----- DOCUMENT TEXT

Sunday, December 17, 2006

Year End Tax Planning

While I'm busy making last minute year-end suggestions, I thought I'd share a few of my favorites (extracted in part from a client memo I just drafted):

Charitable giving:

Cash is always deductible...be sure to mail the check before 12/31/06.

Non-cash contributions (be sure to ask for a receipt) - there is a listing of values here, to use as a guide for "good quality" items.

Donate appreciated property - you do not have to pay the capital gains tax on the appreciation, but can claim a deduction for the full fair market value of the property (get an appraisal if it's worth more than $5,000)

New this year (and especially helpful if you don't itemize deductions), transfers directly from an IRA to a qualified charity are not taxed (must be over age 70 1/2 and limited to $100,000); this can be a good solicitation incentive if you are helping charities with fundraising also. It's about time we got this one (now if they'll just lower the age requirement)!

Other Itemized Deductions:

If your deductions don't normally allow you to itemize, consider bunching together two years' worth of expenses in one year and then using the "standard" deduction the next year.

Pay your state income and property taxes in December (but if you are subject to Alternative Minimum Tax, this may not help you)

Refinance credit card debt with a home equity loan so that the interest can be deducted (too late to help you this year, but do this sooner rather than later)

Tax Credits:

New energy efficient tax credits for hybrid cars and home improvements purchased in 2006 (up to $2,400)

Business deductions:

For trucks and SUVs with a loaded GVW > 6,000 pounds, the entire cost may be deducted (Section 179) if purchased in 2006, even if the cost is financed and not paid in 2006

Establish retirement plan before year-end (the contributions don't have to be made until the due date for the return but in some cases the plan has to be established by 12/31).

If you are selling business assets or rental property, consider doing a tax-deferred (Section 1031) exchange.

Put your kids to work! Deduct their salary (not subject to social security taxes if they are under 18) and pay their tuition. ;-) You can also then make an IRA contribution for them.

----------

### BRIEF 1
Edit the rows starting at the first line and ending at the line containing "box: [0, 0, 225, 130]", replacing "rough mask" with "coarse mask" and leaving everything else unchanged.
The rows that come next have no connection to the tax planning post.

----- PROVIDED ENTRIES

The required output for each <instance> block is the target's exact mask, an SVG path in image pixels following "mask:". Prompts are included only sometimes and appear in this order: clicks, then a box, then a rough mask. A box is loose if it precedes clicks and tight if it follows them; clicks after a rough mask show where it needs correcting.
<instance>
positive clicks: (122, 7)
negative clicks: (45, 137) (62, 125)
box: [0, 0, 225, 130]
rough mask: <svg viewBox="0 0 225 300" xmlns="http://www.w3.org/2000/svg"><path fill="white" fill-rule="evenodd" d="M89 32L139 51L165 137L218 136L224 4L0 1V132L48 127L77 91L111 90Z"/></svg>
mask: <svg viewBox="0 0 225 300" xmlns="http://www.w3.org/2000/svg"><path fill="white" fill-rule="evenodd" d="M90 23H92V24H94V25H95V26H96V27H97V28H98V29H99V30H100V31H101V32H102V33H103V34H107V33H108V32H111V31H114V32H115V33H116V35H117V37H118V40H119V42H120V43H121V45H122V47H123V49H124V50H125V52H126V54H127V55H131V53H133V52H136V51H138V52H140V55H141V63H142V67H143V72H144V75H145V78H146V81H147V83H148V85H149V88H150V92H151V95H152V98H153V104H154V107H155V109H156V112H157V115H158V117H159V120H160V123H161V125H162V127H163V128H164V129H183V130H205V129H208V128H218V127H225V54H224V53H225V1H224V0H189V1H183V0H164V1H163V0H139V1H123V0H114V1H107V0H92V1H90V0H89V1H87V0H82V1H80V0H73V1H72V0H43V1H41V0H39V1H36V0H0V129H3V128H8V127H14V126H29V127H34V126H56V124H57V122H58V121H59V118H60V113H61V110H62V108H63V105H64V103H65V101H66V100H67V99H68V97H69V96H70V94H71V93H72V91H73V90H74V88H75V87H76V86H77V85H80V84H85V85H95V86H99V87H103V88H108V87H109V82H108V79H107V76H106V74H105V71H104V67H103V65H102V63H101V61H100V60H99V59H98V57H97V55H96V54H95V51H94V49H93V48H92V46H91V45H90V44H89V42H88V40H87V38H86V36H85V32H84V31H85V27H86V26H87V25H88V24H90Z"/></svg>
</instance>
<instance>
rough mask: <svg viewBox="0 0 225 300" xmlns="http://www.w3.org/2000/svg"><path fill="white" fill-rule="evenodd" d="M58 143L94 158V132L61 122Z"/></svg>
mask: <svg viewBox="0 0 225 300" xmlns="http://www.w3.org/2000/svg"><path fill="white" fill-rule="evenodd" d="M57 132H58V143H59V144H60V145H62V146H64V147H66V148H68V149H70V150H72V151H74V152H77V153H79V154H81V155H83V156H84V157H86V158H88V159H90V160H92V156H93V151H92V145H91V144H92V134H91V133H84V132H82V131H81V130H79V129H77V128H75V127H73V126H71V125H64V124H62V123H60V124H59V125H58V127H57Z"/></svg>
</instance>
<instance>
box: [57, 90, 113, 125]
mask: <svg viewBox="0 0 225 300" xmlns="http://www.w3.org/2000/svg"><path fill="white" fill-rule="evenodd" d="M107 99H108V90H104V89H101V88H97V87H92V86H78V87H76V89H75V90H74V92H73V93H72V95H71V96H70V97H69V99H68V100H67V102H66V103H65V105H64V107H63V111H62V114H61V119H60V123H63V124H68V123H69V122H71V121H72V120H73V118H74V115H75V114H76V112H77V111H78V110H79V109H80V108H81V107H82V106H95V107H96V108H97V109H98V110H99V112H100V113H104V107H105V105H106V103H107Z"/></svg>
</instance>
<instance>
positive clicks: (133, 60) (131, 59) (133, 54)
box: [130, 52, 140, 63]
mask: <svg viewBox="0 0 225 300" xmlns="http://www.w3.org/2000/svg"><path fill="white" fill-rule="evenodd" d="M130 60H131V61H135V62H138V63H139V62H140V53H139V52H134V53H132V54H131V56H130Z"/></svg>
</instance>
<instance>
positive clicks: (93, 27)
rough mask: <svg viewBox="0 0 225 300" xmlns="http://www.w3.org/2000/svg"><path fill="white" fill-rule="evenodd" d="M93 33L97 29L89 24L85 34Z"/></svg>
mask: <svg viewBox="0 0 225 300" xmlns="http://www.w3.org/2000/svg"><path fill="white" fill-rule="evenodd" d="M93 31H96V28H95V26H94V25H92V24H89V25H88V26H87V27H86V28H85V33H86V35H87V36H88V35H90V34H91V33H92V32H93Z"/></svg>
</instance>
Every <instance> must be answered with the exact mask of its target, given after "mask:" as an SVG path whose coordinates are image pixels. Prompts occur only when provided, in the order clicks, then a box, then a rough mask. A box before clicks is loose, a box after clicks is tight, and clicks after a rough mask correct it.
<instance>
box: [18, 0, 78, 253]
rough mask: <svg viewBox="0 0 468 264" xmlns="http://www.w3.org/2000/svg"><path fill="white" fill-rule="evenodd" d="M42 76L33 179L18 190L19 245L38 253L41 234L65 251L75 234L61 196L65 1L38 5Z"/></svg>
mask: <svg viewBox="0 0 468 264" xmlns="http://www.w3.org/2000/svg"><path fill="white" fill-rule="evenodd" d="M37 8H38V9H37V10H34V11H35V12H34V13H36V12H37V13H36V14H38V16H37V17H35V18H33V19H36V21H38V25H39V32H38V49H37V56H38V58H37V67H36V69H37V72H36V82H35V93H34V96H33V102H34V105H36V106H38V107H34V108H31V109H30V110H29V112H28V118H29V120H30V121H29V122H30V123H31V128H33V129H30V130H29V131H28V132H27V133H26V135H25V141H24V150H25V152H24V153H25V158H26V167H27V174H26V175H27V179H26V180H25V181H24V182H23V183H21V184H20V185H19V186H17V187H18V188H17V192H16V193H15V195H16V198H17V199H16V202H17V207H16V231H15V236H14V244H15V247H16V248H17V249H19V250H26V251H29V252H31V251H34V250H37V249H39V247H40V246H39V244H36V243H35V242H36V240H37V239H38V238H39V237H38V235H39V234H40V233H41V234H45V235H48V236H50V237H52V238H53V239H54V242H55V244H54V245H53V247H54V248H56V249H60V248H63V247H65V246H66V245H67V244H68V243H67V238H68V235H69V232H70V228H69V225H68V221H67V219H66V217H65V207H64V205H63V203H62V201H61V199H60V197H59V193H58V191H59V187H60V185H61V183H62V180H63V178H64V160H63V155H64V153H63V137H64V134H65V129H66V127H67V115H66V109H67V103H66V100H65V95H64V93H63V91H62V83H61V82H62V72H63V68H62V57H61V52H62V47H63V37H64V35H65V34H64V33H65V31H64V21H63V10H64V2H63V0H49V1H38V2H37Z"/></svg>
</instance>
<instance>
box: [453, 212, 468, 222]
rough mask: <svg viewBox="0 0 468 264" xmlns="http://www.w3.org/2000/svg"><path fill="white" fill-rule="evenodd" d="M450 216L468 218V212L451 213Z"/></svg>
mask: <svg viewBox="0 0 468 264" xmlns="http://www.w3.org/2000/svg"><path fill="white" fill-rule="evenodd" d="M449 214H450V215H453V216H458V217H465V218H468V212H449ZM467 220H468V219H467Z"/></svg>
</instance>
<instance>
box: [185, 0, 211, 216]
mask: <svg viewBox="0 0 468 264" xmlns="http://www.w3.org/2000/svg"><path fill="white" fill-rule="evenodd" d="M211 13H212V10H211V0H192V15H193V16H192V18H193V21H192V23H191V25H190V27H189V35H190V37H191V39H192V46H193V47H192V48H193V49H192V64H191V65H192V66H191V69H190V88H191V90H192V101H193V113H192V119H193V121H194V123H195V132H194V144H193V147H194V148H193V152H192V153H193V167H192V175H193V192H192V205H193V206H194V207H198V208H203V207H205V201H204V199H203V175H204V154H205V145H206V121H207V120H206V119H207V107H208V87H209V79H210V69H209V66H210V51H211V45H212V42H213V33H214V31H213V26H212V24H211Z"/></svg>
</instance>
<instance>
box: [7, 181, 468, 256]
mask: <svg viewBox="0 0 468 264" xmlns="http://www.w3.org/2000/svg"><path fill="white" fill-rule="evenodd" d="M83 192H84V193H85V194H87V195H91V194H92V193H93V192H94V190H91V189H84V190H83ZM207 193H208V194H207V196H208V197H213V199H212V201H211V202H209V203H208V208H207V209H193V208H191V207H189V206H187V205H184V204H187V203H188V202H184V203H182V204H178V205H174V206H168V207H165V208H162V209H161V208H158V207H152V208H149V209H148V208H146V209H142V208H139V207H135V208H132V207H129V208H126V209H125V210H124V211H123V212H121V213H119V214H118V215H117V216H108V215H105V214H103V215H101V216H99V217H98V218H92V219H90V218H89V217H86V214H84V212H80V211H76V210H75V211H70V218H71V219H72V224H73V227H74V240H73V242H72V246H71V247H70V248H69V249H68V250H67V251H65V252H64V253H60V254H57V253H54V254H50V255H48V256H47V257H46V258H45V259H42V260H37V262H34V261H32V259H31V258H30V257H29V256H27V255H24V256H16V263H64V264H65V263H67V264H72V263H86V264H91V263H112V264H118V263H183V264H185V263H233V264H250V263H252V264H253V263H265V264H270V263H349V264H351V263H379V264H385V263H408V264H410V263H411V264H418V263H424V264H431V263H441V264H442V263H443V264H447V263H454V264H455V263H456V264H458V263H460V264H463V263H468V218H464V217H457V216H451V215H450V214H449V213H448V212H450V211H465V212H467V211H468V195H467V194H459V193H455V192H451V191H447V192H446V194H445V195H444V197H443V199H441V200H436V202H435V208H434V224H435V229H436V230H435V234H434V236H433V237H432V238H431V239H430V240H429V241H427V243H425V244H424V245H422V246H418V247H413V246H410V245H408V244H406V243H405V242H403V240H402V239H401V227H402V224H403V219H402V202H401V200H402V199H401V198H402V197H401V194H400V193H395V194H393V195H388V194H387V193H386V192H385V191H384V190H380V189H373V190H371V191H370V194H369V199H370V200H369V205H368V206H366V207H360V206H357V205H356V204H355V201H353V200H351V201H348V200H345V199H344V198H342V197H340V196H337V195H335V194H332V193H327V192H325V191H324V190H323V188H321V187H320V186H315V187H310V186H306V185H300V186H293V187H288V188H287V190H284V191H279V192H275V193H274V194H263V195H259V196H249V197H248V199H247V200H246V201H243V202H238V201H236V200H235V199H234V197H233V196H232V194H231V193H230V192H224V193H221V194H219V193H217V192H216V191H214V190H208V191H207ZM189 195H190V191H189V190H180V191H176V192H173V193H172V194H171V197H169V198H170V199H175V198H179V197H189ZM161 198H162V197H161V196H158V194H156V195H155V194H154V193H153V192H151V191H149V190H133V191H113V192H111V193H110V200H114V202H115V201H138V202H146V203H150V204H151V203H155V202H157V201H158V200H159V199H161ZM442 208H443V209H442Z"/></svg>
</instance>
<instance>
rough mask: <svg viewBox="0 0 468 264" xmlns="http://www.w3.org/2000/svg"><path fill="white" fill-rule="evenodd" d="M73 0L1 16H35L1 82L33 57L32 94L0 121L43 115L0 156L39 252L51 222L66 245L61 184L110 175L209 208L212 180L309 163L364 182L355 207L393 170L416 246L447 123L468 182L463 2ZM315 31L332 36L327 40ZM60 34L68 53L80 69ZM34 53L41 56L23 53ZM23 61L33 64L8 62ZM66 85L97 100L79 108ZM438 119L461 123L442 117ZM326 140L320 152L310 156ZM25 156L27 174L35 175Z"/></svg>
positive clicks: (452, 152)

----------

### BRIEF 2
Transcribe the tax planning post starting at "If your deductions" and ending at "(up to $2,400)".

### EXERCISE RESULT 1
The required output for each <instance> block is the target's exact mask, an SVG path in image pixels following "mask:". Prompts are included only sometimes and appear in this order: clicks, then a box, then a coarse mask. A box is loose if it precedes clicks and tight if it follows them; clicks after a coarse mask show where it needs correcting.
<instance>
positive clicks: (122, 7)
negative clicks: (45, 137) (62, 125)
box: [0, 0, 225, 130]

### EXERCISE RESULT 2
If your deductions don't normally allow you to itemize, consider bunching together two years' worth of expenses in one year and then using the "standard" deduction the next year.

Pay your state income and property taxes in December (but if you are subject to Alternative Minimum Tax, this may not help you)

Refinance credit card debt with a home equity loan so that the interest can be deducted (too late to help you this year, but do this sooner rather than later)

Tax Credits:

New energy efficient tax credits for hybrid cars and home improvements purchased in 2006 (up to $2,400)